* _Your goal_
Could you find each line of the data below that contains the word "salt" and copy those lines?

Stored data entries:
*** Begin section ***

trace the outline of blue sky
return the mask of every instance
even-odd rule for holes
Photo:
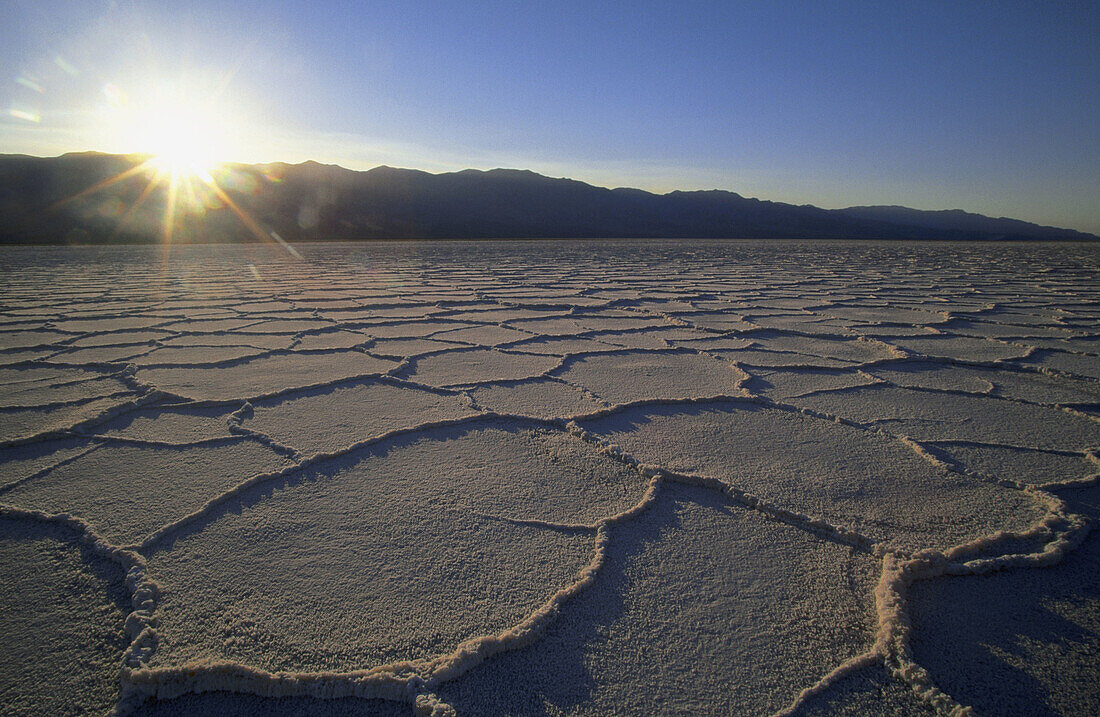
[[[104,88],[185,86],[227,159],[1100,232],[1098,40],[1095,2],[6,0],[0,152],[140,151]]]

*** End section ***
*** Begin section ***

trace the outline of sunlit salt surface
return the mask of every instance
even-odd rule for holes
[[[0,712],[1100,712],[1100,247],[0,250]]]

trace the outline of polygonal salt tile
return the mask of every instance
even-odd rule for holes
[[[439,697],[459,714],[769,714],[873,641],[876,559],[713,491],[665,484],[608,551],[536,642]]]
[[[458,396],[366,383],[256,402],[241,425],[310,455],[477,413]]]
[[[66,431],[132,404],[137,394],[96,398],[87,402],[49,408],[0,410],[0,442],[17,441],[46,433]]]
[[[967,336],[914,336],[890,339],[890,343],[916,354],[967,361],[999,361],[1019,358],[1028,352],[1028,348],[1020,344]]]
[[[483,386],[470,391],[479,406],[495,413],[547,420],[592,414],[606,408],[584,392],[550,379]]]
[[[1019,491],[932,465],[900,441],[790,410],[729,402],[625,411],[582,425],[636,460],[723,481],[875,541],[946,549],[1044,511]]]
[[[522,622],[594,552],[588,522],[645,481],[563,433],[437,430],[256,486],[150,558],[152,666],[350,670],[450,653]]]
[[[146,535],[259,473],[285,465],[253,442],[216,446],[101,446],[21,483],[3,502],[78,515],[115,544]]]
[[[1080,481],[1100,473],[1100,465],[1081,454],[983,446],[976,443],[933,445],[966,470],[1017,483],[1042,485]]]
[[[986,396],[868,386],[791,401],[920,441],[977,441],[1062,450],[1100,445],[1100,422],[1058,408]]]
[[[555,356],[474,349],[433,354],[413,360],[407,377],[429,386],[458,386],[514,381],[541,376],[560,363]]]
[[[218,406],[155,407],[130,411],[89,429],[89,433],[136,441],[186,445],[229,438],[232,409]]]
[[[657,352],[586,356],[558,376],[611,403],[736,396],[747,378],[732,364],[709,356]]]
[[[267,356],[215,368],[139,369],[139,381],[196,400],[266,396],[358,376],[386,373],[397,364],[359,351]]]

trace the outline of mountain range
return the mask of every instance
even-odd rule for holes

*** End section ***

* _Finished task_
trace the outline of sunlit salt surface
trace the outline of polygonal salt tile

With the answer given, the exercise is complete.